Saved entries:

------------------------------------

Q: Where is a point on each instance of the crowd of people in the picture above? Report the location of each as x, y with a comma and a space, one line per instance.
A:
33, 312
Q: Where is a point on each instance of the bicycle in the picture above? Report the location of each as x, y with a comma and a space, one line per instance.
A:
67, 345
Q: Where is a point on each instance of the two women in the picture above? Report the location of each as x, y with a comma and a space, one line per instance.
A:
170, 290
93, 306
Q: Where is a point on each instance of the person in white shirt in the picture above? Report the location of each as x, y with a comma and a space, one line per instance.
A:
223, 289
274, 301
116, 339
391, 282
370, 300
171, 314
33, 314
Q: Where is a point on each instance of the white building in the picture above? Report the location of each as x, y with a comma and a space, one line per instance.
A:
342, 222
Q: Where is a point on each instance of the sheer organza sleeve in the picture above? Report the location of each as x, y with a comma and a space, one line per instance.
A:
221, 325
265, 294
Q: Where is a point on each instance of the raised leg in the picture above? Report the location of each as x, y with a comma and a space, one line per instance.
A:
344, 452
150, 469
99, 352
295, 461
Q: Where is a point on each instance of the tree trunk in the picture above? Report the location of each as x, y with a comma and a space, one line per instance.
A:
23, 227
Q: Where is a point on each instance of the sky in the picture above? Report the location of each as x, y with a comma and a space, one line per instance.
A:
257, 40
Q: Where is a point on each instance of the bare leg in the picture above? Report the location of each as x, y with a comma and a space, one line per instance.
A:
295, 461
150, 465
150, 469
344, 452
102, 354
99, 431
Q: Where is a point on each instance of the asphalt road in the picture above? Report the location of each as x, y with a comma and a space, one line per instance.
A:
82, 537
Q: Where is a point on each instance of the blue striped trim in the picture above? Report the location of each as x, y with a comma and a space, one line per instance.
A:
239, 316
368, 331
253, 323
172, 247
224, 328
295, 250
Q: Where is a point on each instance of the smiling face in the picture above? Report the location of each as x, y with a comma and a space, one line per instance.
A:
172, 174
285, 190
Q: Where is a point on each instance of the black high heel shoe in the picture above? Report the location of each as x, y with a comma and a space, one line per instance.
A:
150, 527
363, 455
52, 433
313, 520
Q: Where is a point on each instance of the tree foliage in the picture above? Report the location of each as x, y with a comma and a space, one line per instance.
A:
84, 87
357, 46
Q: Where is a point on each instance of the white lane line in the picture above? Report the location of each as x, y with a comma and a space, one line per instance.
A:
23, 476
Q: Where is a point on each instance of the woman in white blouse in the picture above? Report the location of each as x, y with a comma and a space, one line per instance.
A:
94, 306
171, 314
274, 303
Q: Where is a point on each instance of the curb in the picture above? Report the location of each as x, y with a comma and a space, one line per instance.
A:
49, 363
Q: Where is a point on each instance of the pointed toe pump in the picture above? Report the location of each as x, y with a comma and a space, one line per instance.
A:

------------------------------------

EXERCISE OBJECTIVE:
Once you have read the records above, write them all out exactly.

WRITTEN SOLUTION:
Q: Where is a point on each instance of the crowd of people in the picture above? Report the location of each as x, y with a comma and a space, one line per instance.
A:
33, 312
Q: Where is a point on each instance of the bicycle in the picture above? Report the location of each as x, y with a comma and a space, one line per instance.
A:
67, 345
Q: Where is a point on each instance of the two women in the picture above? Report the location of each as x, y with a comma and a space, one line per instance.
A:
170, 290
93, 306
Q: Where is a point on each instance of the person in white shirt in the picture above? Report the location of each as x, y with a comma and a space, one line per instance.
A:
223, 289
274, 301
116, 339
391, 282
370, 300
171, 314
33, 314
Q: Where is a point on each instance of the white building in the picture above? Report the location of each as x, y with a comma and a space, one line per instance.
A:
342, 222
Q: Where is a point on each instance of the sheer organza sleeve in the picture above? Report the location of each as x, y with a comma and a space, one line per instance.
A:
221, 325
265, 294
Q: Where is a point on each instance of the raised leg in the picture above? Report the location of each as x, y with a comma and a space, one line per instance.
A:
344, 452
150, 469
99, 352
295, 461
Q: Where is a point on each instance of the tree trunk in the picture above? Report the location of each as x, y with a comma and a space, one line per instance.
A:
23, 227
Q: Where is a point on each instance of the sky in the picture above? Report the location of each as x, y with a comma and a space, one line per instance.
A:
257, 40
Q: Where is a point on each instance of the bare leg in the picture above? Report the location of each as x, y with a comma and a space, one line per instance.
A:
295, 461
150, 465
150, 469
344, 452
102, 354
99, 431
Q: Where is a point on each instance of the asphalt road in the picture above? Report the location of each as x, y with a comma and a space, one line per instance.
A:
82, 537
Q: Where is a point on each instance of the blue striped trim in the picture above? Report the location of each as x, y with a comma and a space, one line per instance.
A:
239, 316
368, 331
253, 323
172, 247
224, 328
295, 250
Q: Where is a point on each instance of the smiling face in the picture above? Report the location of each as x, y with a comma and a space, one line per instance.
A:
172, 174
285, 190
Q: Where is a point on each instance of the black high heel shoe in the picture above? Report the location of each as x, y with a comma and a space, one line per instance.
A:
150, 527
363, 455
52, 433
313, 520
Q: Where is a point on each instance of the tree foliage in the picture above? Report the location of each as x, y with a comma and a space, one line per instance.
A:
84, 87
357, 46
Q: Where is a point on each instance of the white lane line in the picture above? Report the location of each as x, y with a comma and a space, one line per instance.
A:
23, 476
Q: Where is a point on each instance of the woman in white blouse in the picture above? Report the location of each as x, y with a comma and a space, one line per instance.
A:
94, 306
171, 314
274, 303
Q: Where is a point on each instance of the curb in the picture above? Report the location of each as x, y with a comma and a space, one line per instance.
A:
49, 363
Q: Where is a point on each instance of the pointed toe pump in the picture above? Report the location of each as x, y with a comma and a space, one line per instance.
A:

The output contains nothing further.